Labeled-object pointing data
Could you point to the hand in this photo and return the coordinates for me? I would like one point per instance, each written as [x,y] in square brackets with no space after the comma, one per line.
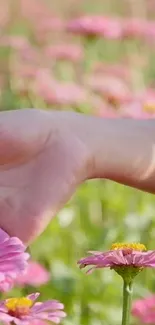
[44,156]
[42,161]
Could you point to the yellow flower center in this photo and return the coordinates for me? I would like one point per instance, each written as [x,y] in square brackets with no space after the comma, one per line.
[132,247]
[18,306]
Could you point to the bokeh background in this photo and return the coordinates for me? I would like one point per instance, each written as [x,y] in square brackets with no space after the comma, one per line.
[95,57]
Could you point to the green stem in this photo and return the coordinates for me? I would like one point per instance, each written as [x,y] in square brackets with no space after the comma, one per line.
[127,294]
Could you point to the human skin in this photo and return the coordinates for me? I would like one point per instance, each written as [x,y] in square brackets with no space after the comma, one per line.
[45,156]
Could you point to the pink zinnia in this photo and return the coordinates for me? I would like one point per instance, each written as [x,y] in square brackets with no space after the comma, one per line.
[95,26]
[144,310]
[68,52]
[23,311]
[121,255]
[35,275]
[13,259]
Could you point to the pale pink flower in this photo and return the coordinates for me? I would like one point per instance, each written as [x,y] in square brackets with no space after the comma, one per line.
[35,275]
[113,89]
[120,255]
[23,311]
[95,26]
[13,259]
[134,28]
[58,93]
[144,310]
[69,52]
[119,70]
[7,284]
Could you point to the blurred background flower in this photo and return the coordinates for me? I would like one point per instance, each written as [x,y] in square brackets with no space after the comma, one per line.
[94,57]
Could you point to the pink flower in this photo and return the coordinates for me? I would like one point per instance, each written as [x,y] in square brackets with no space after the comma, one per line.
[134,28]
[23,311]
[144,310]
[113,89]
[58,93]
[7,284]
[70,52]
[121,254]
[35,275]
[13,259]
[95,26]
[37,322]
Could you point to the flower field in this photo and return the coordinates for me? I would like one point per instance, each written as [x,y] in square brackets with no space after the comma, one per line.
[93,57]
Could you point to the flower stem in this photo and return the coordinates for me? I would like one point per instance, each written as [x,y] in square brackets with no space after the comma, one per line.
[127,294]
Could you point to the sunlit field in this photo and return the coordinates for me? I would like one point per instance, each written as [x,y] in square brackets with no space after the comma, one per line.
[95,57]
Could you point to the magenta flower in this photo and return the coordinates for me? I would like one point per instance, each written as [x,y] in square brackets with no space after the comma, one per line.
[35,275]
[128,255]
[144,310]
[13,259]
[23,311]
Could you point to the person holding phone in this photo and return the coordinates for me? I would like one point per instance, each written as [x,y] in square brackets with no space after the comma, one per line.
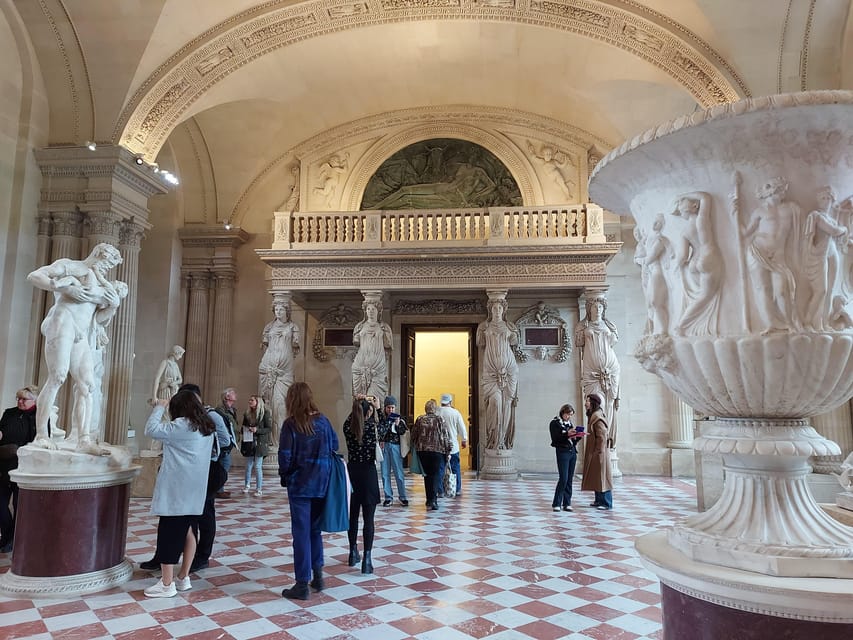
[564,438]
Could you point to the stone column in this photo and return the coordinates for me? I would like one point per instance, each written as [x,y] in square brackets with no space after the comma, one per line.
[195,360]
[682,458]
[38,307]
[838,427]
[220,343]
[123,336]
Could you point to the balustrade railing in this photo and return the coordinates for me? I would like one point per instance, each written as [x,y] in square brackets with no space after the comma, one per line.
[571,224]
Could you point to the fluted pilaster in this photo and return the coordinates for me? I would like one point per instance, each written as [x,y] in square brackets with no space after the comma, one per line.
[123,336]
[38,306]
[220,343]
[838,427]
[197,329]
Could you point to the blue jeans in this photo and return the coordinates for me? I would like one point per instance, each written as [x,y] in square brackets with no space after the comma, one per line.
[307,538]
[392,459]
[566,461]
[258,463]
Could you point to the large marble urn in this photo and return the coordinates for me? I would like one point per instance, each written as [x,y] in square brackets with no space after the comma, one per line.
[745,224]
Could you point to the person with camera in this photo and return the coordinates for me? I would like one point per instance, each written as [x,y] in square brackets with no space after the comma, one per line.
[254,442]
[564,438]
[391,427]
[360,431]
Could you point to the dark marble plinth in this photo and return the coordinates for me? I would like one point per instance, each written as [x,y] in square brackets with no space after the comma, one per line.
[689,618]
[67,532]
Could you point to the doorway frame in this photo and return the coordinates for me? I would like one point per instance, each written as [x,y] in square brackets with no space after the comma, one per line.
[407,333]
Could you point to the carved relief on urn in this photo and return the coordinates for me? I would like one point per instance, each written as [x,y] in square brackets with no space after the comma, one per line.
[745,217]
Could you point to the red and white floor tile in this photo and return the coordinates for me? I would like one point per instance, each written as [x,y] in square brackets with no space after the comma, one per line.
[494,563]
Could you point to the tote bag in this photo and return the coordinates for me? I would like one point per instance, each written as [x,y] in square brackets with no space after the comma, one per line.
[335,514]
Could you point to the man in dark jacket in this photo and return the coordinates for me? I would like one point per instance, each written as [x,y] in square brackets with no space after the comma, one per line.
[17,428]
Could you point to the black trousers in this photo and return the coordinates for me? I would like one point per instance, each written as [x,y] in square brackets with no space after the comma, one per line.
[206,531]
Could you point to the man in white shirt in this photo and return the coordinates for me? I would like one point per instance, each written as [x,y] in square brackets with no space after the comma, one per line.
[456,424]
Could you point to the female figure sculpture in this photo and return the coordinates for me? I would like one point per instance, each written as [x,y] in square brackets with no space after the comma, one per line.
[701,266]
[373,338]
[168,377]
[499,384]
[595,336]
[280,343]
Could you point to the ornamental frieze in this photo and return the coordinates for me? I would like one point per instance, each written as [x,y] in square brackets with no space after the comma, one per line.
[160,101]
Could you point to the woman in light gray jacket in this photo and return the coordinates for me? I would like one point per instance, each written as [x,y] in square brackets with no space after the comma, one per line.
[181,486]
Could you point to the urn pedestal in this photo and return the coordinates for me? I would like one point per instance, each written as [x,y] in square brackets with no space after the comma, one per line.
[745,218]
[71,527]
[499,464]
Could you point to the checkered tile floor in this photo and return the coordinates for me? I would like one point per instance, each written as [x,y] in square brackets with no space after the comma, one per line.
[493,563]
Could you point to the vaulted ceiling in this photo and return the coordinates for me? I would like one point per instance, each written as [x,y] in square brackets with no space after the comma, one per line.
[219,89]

---

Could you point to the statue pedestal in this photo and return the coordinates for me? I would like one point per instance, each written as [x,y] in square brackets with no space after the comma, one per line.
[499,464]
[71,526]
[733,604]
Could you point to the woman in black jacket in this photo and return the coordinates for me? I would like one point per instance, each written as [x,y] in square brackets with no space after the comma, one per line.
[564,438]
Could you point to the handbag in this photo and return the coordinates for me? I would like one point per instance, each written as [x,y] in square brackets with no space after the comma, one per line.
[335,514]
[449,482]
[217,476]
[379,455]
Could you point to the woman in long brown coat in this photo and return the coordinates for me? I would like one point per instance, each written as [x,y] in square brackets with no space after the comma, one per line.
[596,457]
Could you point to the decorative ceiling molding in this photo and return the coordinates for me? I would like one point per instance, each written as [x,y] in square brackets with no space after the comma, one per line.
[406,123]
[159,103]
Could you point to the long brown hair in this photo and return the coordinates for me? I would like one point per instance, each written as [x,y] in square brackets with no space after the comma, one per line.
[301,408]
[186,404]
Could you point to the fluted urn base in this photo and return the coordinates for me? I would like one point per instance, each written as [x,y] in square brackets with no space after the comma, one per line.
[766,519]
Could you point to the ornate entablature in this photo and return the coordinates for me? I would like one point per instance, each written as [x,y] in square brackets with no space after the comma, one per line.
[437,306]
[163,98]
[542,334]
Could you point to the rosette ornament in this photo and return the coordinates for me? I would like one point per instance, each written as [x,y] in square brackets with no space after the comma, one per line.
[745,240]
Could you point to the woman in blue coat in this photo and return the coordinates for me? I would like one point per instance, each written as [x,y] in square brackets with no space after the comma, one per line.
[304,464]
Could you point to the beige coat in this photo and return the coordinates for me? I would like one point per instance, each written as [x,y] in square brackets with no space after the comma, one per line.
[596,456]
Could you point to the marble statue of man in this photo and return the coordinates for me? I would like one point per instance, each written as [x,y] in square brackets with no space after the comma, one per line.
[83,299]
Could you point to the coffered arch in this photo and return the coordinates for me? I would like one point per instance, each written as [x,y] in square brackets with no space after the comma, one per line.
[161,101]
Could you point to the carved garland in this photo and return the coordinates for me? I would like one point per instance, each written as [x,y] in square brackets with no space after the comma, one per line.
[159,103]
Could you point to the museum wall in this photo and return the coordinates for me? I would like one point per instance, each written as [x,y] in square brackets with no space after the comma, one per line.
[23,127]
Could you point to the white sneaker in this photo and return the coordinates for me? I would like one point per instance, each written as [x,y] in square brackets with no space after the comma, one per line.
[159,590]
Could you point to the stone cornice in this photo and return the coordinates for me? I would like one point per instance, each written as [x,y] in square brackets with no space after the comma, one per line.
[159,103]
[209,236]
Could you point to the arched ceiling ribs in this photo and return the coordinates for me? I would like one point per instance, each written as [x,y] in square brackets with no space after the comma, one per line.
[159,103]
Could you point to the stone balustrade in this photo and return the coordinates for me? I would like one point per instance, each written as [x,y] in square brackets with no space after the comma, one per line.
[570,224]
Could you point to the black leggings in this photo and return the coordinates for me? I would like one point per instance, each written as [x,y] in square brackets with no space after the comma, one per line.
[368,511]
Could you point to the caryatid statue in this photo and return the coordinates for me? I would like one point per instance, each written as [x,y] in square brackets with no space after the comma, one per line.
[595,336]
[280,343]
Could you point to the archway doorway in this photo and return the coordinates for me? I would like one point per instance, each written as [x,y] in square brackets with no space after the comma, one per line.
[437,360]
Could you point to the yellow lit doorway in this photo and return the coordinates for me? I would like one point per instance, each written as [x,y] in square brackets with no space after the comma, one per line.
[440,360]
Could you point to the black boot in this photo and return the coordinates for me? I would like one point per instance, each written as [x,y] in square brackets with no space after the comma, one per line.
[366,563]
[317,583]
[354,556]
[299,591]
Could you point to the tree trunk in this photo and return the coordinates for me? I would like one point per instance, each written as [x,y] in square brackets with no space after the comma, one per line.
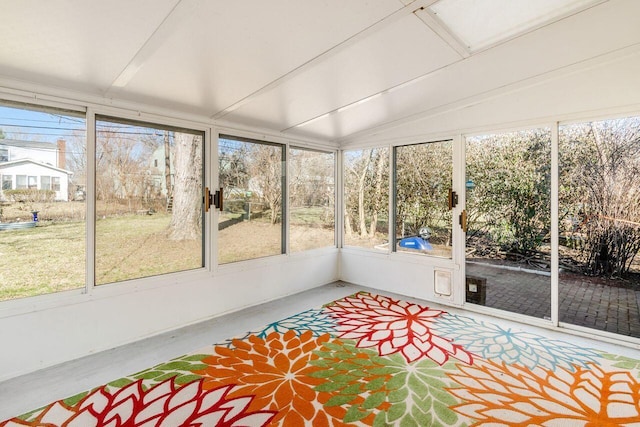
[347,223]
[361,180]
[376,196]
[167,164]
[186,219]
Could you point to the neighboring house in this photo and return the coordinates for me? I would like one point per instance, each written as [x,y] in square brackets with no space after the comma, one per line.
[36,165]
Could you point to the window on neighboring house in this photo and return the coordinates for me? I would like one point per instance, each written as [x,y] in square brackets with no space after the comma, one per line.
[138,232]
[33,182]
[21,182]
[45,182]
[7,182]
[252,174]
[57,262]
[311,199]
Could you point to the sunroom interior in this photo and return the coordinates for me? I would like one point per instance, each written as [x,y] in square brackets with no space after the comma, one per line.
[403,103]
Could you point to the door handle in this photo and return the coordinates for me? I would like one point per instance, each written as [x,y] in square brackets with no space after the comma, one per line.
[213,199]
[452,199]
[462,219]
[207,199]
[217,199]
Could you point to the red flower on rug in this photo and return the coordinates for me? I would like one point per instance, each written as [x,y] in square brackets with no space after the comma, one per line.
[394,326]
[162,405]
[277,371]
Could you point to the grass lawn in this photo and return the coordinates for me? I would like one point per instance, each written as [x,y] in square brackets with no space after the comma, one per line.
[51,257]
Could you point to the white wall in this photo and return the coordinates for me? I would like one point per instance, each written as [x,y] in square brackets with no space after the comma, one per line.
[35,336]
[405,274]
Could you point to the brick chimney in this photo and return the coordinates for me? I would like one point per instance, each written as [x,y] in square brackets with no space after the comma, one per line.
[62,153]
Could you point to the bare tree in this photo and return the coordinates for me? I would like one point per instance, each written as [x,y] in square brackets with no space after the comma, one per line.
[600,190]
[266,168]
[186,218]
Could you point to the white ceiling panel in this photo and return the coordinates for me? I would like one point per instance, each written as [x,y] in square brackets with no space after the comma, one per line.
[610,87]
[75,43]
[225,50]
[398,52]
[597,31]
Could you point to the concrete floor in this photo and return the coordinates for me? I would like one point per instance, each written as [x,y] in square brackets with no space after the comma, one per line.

==

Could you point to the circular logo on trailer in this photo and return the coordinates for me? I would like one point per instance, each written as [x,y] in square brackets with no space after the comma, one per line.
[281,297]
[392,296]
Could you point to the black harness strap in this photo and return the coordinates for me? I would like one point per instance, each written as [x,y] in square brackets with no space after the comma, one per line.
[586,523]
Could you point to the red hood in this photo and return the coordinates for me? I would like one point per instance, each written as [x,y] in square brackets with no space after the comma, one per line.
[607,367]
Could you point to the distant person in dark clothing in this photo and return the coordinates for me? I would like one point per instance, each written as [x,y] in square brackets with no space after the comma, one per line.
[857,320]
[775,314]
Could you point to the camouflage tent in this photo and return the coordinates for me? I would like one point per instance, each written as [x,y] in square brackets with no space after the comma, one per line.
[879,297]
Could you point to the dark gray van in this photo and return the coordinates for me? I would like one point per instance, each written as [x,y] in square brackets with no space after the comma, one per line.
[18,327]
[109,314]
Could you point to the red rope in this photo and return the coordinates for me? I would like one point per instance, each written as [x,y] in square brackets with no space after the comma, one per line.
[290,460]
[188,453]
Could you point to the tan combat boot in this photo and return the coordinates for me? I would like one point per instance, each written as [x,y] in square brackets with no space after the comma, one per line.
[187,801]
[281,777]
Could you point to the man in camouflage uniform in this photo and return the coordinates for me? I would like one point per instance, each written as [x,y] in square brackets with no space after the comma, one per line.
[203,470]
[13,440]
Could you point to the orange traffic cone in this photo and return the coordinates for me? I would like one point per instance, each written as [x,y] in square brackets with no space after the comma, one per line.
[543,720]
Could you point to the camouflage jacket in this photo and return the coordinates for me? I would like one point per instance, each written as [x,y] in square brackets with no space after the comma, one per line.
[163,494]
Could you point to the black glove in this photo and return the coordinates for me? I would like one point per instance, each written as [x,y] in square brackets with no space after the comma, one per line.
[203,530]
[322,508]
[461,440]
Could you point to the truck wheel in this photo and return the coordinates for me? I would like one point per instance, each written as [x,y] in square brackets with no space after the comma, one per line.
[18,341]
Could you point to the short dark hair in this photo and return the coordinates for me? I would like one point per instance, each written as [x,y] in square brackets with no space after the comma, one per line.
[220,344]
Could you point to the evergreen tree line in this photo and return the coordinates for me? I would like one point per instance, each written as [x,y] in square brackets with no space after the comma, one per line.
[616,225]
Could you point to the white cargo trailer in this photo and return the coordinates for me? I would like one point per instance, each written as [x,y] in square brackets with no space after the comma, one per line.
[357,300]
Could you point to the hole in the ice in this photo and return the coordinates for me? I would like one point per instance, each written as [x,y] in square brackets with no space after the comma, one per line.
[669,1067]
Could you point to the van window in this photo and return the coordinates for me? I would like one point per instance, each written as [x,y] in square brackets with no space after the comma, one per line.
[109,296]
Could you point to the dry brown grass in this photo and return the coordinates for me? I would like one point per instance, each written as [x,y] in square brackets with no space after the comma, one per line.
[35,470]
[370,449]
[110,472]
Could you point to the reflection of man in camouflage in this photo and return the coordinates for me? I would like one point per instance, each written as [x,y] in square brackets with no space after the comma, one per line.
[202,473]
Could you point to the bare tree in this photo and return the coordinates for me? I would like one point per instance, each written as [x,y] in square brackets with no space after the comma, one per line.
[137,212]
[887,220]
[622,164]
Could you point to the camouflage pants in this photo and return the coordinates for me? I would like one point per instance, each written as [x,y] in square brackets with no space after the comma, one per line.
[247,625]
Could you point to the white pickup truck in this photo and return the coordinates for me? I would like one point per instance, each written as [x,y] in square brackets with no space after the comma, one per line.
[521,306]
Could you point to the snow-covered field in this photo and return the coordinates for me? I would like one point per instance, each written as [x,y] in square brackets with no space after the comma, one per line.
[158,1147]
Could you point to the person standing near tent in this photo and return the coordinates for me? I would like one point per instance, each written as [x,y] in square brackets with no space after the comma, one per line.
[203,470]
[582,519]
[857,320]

▶ **PROBLEM**:
Count the lines of the data that contain the string "grass", matching case exactly, and give only the number.

▶ **TASK ANSWER**:
2